**GIVEN INSTRUCTION:** Set down each line of the material that follows, exactly, with no pictures.

**DATA LISTING:**
----

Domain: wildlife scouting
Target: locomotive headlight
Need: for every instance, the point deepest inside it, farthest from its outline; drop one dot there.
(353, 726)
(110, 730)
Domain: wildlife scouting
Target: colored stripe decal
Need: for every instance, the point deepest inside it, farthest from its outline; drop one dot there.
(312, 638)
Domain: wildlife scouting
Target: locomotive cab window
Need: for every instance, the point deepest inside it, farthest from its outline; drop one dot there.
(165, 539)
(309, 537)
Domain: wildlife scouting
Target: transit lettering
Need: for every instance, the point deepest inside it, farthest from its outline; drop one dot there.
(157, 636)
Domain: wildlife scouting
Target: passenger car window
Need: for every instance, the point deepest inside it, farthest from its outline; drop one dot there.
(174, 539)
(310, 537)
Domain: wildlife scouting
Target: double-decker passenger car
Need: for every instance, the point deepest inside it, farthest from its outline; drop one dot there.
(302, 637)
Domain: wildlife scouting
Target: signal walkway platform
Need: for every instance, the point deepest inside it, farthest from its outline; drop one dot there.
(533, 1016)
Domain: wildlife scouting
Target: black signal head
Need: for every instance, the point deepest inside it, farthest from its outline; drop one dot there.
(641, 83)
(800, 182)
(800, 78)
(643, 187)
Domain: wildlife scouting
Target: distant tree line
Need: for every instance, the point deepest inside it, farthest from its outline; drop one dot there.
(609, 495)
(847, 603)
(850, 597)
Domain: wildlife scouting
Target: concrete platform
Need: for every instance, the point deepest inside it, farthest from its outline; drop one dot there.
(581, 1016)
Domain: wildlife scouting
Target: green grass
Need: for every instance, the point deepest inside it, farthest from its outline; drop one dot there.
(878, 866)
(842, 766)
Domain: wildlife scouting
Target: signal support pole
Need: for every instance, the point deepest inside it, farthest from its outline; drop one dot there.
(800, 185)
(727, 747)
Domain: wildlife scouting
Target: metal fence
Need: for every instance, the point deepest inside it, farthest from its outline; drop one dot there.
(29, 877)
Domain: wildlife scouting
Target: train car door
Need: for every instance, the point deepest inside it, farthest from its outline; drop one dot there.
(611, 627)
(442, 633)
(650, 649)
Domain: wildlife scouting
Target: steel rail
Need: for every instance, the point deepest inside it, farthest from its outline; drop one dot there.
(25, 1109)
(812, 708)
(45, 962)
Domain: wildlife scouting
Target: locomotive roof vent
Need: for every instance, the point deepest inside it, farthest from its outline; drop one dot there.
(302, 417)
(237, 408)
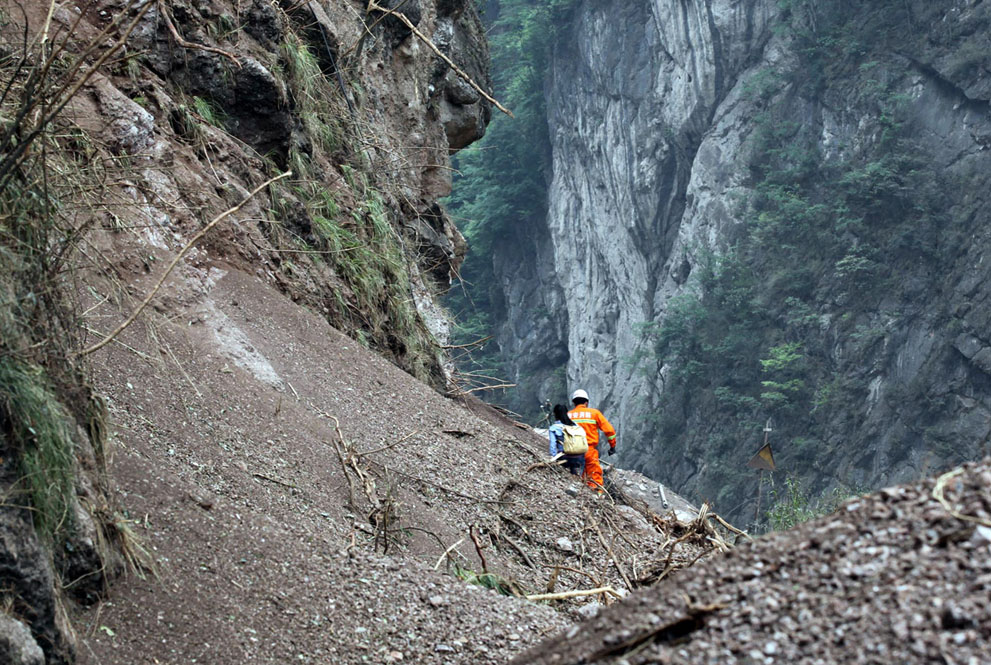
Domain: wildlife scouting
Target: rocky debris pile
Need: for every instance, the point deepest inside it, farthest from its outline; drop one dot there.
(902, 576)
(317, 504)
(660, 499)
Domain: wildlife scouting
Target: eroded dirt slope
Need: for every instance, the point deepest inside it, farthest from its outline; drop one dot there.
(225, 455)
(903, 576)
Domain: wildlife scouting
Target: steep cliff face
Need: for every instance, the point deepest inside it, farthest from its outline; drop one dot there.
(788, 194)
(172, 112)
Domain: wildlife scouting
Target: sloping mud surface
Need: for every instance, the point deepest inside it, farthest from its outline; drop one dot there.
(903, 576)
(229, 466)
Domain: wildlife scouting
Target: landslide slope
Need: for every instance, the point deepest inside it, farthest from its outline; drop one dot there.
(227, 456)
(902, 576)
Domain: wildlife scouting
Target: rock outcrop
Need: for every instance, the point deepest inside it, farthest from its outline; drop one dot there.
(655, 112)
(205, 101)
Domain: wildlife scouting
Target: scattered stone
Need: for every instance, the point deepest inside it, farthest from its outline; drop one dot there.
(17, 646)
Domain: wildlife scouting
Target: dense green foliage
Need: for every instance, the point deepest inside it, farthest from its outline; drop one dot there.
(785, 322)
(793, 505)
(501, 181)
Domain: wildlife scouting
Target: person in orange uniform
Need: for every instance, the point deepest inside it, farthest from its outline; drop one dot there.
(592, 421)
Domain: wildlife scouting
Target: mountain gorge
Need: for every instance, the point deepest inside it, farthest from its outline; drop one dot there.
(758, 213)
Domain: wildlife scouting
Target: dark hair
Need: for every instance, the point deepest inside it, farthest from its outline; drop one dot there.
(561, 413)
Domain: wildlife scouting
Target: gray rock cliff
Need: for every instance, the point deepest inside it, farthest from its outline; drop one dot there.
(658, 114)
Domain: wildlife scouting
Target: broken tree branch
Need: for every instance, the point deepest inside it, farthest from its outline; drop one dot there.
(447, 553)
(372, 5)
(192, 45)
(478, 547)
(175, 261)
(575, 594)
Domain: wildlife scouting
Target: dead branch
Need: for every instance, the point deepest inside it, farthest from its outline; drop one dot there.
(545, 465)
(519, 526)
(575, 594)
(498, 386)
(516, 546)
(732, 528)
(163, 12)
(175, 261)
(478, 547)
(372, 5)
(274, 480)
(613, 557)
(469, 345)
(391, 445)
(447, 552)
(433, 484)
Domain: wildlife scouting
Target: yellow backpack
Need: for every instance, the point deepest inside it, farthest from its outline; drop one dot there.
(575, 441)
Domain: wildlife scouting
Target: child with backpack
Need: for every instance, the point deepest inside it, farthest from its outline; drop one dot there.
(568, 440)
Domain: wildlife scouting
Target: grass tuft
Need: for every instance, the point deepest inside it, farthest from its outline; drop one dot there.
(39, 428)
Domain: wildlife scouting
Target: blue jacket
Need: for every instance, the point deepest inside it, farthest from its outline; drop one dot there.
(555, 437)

----

**TASK OUTPUT:**
Domain: wildlife scouting
Target: locomotive headlight
Need: for every instance, the point deepest inside it, farthest from its outline; drop one dot there.
(353, 726)
(110, 730)
Domain: wildlife scouting
Target: colored stripe decal
Need: for every instance, the point deepest inside it, farthest from its outline; drop one dot there.
(312, 638)
Domain: wildlife scouting
Target: locomotive cab window
Need: for every instance, the point deepest inside it, farthest from its outline; drop one dot there.
(165, 539)
(309, 537)
Domain: wildlife scouting
Target: transit lettering
Need: for every instance, the point deepest inside it, farthest from its outline; drop one dot there.
(157, 636)
Domain: wildlife scouting
Target: passenger car window
Need: for every instance, the point deepest inside it, farthest from its outline; drop one dot there.
(174, 539)
(310, 537)
Domain: wildlife scouting
Target: double-decker passenger car
Need: for every instance, the point deepest inside it, farthest from its outline; drop one dot there.
(302, 637)
Domain: wildlife scouting
Target: signal walkway platform
Need: for every instance, the point deepest inside it, farthest from its outline; drop one dot there.
(533, 1016)
Domain: wildlife scouting
Target: black signal head
Need: for every instance, the point deepest inside it, farthest from its outline; drop one dot there.
(641, 83)
(800, 182)
(800, 78)
(643, 187)
Domain: wildlife scouting
Target: distant tree line
Need: for every instance, the point deepest inside it, farthest from its outline; drop one dot there.
(609, 495)
(847, 603)
(850, 597)
Domain: wildlife scouting
Target: concrete platform
Need: for every instance, the point deepest inside it, farthest from its outline; drop one dot there.
(581, 1016)
Domain: wildlife scouting
Target: green grass
Need: for every instance, the point deepest inside it, farthest from its outline; drop one dot there.
(878, 866)
(842, 766)
Domain: wildlife scouting
Target: signal support pole
Need: for every instance, the point deepest inside it, farthest from its outline; drop one dot there.
(800, 185)
(727, 747)
Domain: wildlife scouting
Target: metal fence
Need: for every instance, the point deepest inside it, farthest from its outline; drop one dot there.
(29, 877)
Domain: wildlife scouting
Target: train car door
Need: for every instance, the point deepest inside it, farthest from its outline; drop one dot there.
(611, 627)
(442, 633)
(650, 649)
Domain: wildlife scouting
Target: steel rail
Need: for every instance, the point deepest inside it, farthest from its outline; drop one dot there.
(25, 1109)
(812, 708)
(45, 962)
Domain: wildlife scouting
Target: locomotive roof vent
Need: for every instance, the point deepest inside it, farthest from its outline; drop one dot there.
(302, 417)
(237, 408)
Domain: wildlife scouting
Target: rocky debris pile
Need: for every instance, the point deepest inside it, farthest from its outline; drop one dot there.
(902, 576)
(317, 504)
(660, 499)
Domain: wildlife scouting
Target: eroded dirt slope
Need: for every instance, the point deepest inside it, farthest from its outline; drop one dot there.
(225, 455)
(903, 576)
Domain: wildlife scouting
Target: steep cliff face
Need: for every instance, the point deepest inside it, farthest from its outline; drop one dot there.
(788, 194)
(172, 112)
Domain: wildlife scouting
Target: sloping mud surface
Need: for every instance, the point deepest inside it, farthest from its outline; drop one dot there.
(903, 576)
(229, 466)
Domain: wildlife scouting
Target: landslide slope
Need: for every instance, the point deepest inside it, farthest from its outline; drop one dot there.
(227, 456)
(902, 576)
Domain: wildlife scouting
Target: rock outcrop
Need: for every instance, the point deepest inside it, farthest from its outline; drop one dot there.
(655, 112)
(205, 101)
Domain: wildlife scouting
Target: scattered stone
Need: for every instance, the point deepest inside it, farthest from its outline; drop one dot there.
(17, 646)
Domain: wildlife scouting
Target: dense green foliage
Need: for every instance, the point deepest inside it, farthest from its outline; drop one dot there.
(785, 322)
(793, 505)
(501, 181)
Domain: wildlife scouting
Target: person in orange uniform
Need: for every instance, the point deepest inside it, farthest from its outline; drop one dot there.
(592, 421)
Domain: wildlife scouting
Target: mountain gorge
Need: for every instance, the point deepest inside it, farthest from its outline; drop one dot there.
(758, 213)
Domain: wildlife scouting
Target: dark hair
Need: for every instance, the point deepest inside it, farthest from its outline; drop one dot there.
(561, 413)
Domain: wildlife scouting
Target: gray rock cliff
Need: for every instance, the point deepest inside it, farthest from its outline; drop one dot there.
(658, 114)
Domain: wildlife scouting
Target: broken tree branch
Need: for every instance, the point deepest inside it, farthest from its outline; drop one dot there.
(447, 553)
(372, 5)
(192, 45)
(478, 547)
(175, 261)
(575, 594)
Domain: wildlife scouting
Target: dead branch
Need: for every instance, the point deepest inside it, farthest from its outline; drop one dot there.
(545, 465)
(519, 526)
(575, 594)
(498, 386)
(516, 546)
(732, 528)
(163, 12)
(175, 261)
(478, 547)
(372, 5)
(274, 480)
(613, 557)
(469, 345)
(391, 445)
(447, 552)
(433, 484)
Domain: wildlife scouting
Target: yellow backpack
Need: for every instance, the point deepest inside it, farthest from its outline; drop one dot there.
(575, 441)
Domain: wildlife scouting
Target: child with backpack
Need: for every instance, the point deepest inside it, farthest from its outline; drop one dot there.
(568, 440)
Domain: wildlife scouting
Target: grass tuft
Need: for every instance, the point deepest inside it, farthest from its outline; drop one dot there.
(39, 428)
Domain: wildlife scouting
Target: blue jacket
Need: for every instance, the point deepest inside it, farthest from its outline; drop one dot there.
(555, 437)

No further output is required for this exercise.